## RECORDS TO PROCESS
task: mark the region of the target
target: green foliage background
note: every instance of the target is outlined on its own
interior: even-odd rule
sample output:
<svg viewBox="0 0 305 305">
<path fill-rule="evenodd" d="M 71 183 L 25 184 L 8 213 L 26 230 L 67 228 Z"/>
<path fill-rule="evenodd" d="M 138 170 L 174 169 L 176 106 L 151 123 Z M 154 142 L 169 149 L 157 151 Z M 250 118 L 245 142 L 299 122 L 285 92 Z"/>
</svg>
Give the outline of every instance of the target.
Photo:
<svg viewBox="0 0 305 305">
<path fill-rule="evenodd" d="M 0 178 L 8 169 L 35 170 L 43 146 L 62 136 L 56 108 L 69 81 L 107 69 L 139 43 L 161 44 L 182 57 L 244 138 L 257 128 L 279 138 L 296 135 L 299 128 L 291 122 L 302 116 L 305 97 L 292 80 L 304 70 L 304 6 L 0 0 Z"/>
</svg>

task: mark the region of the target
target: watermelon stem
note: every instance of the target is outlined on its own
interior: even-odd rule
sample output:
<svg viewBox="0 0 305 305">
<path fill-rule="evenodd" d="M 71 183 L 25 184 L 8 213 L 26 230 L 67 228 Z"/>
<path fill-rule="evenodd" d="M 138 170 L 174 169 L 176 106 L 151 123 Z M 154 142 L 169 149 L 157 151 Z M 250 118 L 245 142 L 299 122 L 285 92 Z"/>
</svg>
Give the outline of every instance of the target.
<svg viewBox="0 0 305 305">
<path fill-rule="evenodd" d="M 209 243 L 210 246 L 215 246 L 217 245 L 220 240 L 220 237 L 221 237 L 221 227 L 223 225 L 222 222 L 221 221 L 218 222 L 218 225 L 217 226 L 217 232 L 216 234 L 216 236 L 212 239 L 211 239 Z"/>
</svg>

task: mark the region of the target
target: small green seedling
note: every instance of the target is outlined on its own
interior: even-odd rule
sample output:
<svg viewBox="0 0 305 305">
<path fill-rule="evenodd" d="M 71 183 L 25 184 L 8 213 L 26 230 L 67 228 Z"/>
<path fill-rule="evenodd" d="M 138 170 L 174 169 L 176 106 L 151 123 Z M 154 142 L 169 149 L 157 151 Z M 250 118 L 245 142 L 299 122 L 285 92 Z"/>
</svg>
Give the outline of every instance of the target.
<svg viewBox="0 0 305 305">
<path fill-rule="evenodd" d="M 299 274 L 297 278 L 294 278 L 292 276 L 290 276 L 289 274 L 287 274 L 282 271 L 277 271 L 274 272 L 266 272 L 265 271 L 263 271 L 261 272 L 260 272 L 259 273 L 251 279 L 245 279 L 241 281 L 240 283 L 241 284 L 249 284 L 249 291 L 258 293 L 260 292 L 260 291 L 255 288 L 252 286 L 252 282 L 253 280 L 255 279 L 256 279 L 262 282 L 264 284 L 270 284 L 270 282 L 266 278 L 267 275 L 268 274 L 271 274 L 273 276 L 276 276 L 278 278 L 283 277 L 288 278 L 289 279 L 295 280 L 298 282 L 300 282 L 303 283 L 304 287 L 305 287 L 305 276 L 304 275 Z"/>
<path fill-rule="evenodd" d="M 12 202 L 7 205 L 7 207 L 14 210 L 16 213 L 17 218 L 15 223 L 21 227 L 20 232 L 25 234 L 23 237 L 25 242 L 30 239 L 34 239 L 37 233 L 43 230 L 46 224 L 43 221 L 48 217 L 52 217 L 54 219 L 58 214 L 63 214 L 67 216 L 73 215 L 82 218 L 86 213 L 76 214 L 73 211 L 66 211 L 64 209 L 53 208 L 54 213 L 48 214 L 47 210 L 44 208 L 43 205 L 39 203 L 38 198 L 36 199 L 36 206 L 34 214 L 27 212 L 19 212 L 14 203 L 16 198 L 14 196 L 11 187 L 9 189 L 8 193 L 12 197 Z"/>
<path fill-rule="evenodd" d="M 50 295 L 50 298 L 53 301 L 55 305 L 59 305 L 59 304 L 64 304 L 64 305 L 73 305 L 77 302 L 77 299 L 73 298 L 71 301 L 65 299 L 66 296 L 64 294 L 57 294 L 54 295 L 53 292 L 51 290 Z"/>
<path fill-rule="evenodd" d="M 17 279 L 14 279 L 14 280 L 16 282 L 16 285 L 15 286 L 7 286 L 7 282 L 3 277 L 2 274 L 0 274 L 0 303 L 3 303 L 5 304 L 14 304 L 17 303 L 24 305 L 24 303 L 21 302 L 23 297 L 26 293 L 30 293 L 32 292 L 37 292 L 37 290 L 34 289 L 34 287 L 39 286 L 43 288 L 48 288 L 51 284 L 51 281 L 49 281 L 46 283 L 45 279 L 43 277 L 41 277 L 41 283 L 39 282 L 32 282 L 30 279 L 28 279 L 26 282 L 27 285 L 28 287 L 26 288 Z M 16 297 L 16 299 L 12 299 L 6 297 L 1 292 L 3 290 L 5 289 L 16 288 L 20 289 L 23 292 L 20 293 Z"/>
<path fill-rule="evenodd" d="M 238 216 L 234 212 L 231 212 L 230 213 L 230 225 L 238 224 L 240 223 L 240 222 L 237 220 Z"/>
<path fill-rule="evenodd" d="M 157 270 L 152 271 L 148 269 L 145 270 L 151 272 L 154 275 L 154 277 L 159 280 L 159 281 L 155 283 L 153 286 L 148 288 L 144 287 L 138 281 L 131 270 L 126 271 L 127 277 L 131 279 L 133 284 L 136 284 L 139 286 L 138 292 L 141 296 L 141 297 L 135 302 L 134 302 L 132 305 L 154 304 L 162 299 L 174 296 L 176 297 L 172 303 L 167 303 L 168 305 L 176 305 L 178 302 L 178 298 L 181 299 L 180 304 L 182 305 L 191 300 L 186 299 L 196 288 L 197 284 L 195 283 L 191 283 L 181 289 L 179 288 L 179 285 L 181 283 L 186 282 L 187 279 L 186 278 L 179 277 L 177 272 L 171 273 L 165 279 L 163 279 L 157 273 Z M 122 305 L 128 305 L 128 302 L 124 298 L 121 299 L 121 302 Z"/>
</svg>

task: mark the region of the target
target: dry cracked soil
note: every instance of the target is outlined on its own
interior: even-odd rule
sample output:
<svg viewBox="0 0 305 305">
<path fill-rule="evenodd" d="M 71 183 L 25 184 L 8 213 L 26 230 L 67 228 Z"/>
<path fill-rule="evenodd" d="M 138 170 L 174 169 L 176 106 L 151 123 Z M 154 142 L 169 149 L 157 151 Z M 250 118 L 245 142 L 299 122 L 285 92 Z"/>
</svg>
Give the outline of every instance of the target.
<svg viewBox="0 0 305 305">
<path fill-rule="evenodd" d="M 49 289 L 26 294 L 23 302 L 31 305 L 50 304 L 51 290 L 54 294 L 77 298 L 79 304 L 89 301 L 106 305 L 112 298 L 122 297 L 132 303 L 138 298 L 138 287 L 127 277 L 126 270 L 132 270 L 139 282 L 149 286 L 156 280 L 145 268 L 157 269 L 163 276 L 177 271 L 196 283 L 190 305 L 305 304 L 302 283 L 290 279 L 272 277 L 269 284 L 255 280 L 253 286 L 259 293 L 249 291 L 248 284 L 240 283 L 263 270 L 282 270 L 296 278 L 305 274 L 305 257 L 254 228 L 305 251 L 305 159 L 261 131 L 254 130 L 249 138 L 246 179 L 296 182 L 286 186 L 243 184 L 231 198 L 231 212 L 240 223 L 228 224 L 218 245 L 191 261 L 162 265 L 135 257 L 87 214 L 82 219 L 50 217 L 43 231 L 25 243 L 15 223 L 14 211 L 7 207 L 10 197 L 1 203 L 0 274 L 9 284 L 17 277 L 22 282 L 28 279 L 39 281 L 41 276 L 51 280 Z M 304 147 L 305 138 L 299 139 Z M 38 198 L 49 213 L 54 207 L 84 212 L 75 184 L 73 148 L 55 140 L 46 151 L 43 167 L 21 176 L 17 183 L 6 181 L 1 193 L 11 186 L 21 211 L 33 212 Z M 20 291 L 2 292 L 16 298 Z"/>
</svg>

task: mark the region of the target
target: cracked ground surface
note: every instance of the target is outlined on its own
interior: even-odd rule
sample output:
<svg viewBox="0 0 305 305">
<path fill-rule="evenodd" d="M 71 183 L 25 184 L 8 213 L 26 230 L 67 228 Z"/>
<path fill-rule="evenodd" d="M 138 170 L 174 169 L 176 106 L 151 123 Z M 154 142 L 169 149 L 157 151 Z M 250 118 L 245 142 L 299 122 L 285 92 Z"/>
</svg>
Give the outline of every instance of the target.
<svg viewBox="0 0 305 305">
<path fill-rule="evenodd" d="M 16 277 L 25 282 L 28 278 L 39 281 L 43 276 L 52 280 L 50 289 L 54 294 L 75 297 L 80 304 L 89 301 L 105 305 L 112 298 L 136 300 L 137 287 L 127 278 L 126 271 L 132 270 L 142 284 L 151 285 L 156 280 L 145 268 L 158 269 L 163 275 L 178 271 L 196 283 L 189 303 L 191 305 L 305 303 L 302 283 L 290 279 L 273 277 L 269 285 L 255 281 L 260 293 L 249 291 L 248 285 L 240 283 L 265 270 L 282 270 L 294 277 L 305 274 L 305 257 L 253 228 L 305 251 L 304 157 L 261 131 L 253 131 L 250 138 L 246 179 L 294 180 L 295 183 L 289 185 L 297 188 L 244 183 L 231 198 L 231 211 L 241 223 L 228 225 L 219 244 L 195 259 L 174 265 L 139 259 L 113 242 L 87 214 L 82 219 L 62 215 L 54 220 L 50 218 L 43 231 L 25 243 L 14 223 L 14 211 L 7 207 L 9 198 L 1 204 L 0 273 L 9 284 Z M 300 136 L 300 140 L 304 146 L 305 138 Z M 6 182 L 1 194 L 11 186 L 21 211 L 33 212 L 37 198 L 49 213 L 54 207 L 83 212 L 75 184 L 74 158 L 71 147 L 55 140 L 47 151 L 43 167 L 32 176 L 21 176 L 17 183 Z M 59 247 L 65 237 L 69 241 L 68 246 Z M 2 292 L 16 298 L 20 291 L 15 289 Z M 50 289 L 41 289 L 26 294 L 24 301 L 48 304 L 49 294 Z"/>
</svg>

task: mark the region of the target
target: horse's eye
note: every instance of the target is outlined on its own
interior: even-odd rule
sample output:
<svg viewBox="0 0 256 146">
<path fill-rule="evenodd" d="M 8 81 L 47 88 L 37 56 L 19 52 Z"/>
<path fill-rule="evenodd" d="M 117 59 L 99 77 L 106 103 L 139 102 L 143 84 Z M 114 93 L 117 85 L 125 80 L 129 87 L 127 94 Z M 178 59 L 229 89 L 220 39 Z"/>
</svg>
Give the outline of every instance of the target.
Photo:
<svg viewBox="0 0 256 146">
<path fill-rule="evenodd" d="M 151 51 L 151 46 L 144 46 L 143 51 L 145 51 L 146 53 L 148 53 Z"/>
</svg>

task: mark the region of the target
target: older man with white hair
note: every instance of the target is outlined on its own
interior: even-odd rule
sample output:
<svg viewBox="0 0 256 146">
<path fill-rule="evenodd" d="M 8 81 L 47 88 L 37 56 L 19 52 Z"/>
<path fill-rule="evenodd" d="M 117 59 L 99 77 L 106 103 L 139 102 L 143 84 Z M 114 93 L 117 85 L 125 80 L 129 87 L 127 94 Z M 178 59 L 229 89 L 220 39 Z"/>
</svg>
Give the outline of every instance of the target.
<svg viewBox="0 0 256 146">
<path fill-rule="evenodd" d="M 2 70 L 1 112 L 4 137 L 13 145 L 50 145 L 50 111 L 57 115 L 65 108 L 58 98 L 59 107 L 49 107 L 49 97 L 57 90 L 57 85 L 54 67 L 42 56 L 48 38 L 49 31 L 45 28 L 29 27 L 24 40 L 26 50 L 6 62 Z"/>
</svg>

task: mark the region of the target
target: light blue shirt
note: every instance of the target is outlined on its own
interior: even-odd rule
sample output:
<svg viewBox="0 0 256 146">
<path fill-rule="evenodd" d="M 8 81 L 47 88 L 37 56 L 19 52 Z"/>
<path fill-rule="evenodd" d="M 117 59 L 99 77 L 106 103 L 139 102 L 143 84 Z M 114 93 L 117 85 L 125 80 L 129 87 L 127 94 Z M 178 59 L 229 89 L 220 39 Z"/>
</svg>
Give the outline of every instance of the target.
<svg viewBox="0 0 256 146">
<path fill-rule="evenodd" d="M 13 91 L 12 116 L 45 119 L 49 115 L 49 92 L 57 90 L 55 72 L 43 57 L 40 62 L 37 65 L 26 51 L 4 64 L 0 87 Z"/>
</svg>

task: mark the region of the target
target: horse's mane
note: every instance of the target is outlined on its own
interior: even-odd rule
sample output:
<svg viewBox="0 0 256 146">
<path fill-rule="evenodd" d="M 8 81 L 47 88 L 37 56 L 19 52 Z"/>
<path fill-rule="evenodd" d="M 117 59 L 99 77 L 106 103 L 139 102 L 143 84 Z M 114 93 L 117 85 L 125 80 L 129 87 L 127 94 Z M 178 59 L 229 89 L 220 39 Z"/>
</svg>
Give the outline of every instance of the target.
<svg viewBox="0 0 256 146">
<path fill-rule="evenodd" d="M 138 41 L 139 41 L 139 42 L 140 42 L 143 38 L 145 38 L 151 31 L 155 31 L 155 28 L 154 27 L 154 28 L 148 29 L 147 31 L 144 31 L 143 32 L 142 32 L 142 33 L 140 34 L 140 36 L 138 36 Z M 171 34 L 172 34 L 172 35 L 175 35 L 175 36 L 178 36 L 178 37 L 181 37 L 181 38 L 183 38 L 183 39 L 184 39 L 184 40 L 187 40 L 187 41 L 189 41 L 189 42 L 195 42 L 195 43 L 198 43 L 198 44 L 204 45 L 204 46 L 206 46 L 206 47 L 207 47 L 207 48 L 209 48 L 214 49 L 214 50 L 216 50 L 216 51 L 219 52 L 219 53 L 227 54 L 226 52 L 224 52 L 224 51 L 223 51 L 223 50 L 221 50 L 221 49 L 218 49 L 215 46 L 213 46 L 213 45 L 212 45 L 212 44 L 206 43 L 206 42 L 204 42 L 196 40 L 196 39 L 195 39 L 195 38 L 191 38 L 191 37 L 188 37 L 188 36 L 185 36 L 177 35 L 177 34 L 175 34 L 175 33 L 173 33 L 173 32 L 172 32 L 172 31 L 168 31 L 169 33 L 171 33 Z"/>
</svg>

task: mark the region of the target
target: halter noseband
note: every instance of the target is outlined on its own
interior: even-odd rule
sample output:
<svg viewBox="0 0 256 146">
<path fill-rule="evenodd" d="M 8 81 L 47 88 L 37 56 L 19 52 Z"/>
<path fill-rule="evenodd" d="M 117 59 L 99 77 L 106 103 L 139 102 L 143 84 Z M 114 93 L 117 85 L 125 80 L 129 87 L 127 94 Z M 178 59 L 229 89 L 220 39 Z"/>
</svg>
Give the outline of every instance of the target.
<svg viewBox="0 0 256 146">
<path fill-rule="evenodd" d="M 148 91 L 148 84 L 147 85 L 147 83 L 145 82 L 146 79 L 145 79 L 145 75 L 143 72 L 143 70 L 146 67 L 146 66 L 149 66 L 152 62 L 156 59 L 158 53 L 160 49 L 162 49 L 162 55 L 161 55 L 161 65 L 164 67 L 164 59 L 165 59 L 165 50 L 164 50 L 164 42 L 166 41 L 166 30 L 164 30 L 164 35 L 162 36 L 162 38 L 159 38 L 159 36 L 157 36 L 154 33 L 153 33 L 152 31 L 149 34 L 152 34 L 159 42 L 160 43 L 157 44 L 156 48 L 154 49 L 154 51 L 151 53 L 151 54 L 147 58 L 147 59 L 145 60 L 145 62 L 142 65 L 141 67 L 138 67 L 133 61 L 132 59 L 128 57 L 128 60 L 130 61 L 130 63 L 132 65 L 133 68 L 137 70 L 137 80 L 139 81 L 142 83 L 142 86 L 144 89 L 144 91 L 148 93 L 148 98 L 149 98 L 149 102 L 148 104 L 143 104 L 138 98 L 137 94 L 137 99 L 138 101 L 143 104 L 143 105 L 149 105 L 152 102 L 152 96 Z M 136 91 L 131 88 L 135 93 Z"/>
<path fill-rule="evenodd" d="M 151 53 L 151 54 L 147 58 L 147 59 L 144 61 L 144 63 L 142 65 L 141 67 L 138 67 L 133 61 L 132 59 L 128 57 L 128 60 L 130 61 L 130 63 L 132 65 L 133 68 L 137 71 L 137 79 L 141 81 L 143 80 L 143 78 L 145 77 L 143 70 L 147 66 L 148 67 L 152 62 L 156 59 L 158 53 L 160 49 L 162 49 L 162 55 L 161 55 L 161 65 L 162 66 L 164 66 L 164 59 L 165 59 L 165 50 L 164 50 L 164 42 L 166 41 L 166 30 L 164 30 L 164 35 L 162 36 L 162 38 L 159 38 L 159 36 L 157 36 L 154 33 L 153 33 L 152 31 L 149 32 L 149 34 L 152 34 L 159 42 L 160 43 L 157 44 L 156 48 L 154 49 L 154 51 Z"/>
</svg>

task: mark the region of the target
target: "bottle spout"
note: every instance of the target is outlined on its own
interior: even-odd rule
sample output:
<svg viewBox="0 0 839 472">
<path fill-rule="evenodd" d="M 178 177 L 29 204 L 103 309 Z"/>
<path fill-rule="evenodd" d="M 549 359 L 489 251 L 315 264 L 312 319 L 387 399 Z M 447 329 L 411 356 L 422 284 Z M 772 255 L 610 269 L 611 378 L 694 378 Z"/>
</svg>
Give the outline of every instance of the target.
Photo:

## TASK INSTRUCTIONS
Show every line of the rows above that contains the string "horse", and treat uppercase and lowercase letters as different.

## WRITTEN ANSWER
target: horse's eye
target: horse's mane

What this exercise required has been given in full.